• Treść zadania: Podaj, w ilu wierszach poniższych rekordów występuje słowo "light", z uwzględnieniem wielkości liter. W odpowiedzi umieść wyłącznie tę liczbę.

• Dane wejściowe:
○ ○ ○ ○ ○ ○ ○

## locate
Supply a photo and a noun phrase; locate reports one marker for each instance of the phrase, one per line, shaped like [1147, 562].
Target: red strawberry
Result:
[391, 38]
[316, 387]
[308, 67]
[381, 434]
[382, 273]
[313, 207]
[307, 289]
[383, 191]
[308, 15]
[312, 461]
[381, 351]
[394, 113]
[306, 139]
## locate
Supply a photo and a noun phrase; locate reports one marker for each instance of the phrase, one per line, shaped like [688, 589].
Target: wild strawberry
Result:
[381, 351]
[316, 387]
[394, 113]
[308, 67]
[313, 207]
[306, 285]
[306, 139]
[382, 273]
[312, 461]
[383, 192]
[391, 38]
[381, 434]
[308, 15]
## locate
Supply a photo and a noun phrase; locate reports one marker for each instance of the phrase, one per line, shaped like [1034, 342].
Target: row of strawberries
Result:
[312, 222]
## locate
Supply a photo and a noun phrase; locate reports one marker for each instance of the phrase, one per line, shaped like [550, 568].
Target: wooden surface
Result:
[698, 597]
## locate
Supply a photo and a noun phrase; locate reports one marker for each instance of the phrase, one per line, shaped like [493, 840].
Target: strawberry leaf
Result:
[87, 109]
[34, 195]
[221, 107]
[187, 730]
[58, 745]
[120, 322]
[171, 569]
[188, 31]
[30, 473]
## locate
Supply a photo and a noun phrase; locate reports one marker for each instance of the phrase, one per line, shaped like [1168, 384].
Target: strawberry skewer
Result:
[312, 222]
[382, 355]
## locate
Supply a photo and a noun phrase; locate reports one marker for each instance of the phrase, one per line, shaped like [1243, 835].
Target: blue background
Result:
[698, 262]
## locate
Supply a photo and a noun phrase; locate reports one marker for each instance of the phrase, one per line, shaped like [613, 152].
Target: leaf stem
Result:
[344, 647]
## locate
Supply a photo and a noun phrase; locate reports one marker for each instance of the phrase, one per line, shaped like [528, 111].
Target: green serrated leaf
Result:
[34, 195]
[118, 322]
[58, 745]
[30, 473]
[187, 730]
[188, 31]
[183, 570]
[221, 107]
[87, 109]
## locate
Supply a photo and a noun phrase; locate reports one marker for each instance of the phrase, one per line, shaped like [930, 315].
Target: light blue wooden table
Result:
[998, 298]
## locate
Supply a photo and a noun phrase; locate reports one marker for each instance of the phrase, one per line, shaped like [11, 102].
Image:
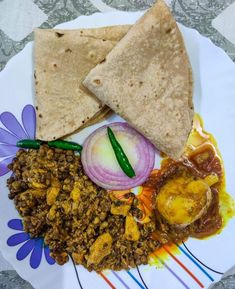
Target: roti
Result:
[62, 60]
[147, 80]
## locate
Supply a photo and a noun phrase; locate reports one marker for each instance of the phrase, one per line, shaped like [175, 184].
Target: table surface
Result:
[214, 19]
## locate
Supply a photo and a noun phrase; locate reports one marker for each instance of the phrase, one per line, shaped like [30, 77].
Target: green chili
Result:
[65, 145]
[120, 155]
[29, 144]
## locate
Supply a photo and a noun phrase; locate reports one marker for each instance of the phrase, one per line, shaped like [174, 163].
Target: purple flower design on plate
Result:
[13, 132]
[34, 246]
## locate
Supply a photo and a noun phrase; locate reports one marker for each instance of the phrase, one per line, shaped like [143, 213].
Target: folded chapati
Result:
[147, 80]
[62, 60]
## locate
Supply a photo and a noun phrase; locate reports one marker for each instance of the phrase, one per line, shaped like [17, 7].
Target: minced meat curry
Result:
[100, 229]
[77, 218]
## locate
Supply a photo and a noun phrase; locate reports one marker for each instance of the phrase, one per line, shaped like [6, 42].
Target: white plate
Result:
[214, 98]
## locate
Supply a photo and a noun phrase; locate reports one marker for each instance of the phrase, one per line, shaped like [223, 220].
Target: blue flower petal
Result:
[3, 165]
[16, 224]
[7, 150]
[12, 124]
[17, 239]
[36, 256]
[49, 259]
[24, 250]
[29, 120]
[7, 138]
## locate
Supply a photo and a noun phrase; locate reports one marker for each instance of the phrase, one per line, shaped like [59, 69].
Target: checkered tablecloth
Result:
[212, 18]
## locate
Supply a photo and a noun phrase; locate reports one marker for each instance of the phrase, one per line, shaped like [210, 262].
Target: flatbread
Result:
[147, 80]
[62, 60]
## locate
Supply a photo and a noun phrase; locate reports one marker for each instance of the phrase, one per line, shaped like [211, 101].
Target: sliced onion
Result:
[100, 163]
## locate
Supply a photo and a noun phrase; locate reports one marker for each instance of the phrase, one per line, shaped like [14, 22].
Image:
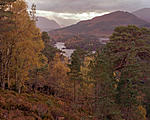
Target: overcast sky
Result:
[67, 12]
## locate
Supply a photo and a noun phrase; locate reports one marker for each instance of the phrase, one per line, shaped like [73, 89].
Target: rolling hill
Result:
[46, 25]
[99, 26]
[143, 14]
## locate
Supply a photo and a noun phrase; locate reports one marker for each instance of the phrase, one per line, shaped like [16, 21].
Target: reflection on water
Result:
[66, 52]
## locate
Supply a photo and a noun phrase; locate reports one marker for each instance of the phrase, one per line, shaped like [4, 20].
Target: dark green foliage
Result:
[49, 51]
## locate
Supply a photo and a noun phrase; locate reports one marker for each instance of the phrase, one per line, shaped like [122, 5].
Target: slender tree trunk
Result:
[74, 91]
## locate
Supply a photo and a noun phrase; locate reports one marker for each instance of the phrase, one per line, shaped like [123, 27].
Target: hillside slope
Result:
[47, 25]
[143, 14]
[99, 26]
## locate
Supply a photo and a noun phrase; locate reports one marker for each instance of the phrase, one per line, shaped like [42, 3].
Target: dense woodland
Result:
[38, 83]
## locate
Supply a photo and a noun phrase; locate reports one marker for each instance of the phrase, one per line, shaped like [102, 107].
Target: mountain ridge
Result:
[143, 14]
[99, 26]
[47, 25]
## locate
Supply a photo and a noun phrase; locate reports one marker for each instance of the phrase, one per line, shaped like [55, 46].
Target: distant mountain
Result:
[46, 25]
[143, 14]
[99, 26]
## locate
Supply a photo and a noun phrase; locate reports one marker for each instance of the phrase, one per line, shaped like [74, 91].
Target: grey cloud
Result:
[76, 6]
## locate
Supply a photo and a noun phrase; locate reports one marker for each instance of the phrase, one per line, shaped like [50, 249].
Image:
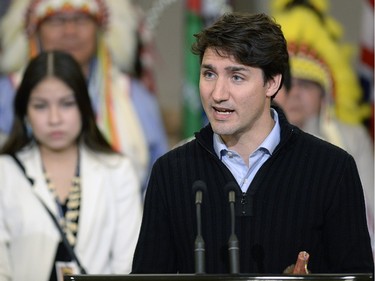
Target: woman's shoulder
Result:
[105, 160]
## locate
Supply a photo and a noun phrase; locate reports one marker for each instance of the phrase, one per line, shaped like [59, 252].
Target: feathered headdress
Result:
[317, 54]
[116, 18]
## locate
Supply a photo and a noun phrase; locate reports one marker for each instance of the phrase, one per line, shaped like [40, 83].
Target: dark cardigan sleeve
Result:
[155, 251]
[348, 243]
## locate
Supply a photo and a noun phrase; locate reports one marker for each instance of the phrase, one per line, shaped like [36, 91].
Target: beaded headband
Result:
[39, 10]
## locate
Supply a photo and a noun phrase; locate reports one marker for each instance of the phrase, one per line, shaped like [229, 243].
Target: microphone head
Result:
[231, 188]
[199, 187]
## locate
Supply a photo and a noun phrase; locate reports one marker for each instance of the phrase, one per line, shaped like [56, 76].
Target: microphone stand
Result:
[233, 244]
[199, 245]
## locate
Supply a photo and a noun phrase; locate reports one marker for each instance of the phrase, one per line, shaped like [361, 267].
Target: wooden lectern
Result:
[219, 277]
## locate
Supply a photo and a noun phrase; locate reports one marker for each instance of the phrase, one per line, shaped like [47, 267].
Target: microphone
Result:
[233, 244]
[199, 247]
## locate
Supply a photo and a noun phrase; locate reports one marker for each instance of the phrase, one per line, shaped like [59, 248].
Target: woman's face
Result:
[53, 114]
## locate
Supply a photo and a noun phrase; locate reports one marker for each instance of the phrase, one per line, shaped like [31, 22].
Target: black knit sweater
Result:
[307, 196]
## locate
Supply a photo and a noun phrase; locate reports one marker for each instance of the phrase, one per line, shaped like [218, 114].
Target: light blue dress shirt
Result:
[242, 173]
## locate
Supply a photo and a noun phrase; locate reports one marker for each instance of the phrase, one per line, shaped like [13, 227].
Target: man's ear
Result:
[273, 85]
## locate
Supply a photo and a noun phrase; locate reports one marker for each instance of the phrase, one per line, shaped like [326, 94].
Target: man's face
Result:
[72, 32]
[234, 96]
[304, 101]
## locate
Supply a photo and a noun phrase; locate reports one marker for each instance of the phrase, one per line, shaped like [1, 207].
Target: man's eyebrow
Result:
[228, 68]
[236, 68]
[207, 66]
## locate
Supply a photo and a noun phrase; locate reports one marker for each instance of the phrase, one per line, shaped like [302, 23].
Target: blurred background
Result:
[167, 23]
[170, 31]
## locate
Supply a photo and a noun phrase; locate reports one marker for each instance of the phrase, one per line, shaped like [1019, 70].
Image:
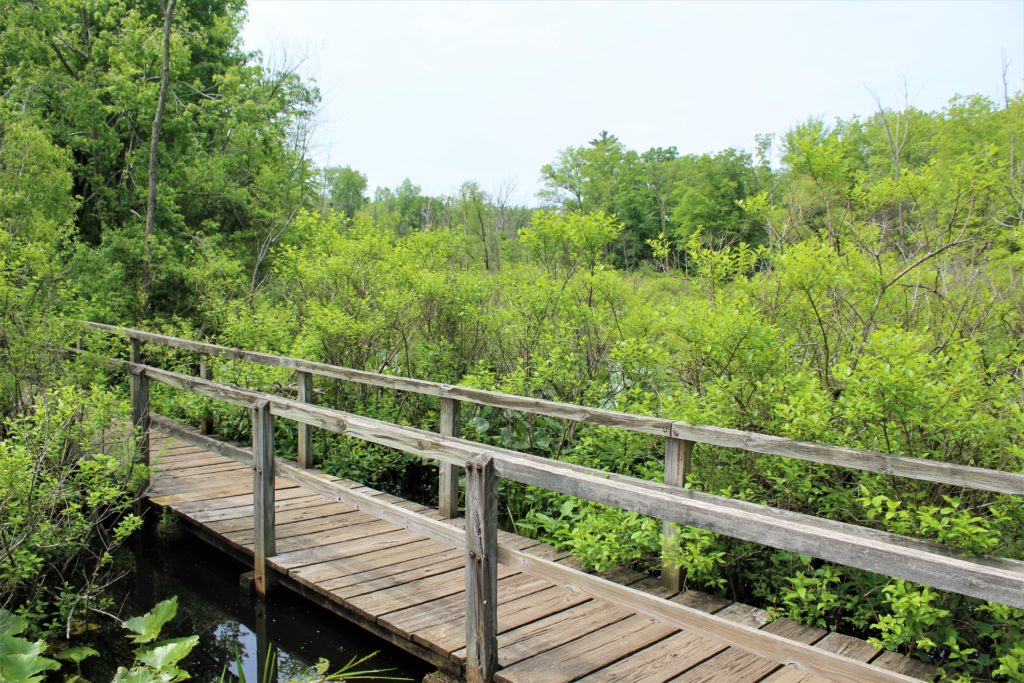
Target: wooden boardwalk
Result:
[410, 590]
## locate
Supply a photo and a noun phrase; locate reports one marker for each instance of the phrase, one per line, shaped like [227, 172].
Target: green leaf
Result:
[11, 624]
[25, 668]
[169, 652]
[76, 654]
[147, 626]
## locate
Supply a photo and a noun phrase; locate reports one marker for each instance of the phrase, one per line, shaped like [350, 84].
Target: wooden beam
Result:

○ ○ ○ ○ ○ ○ ○

• Rozwiązanie zadania: 2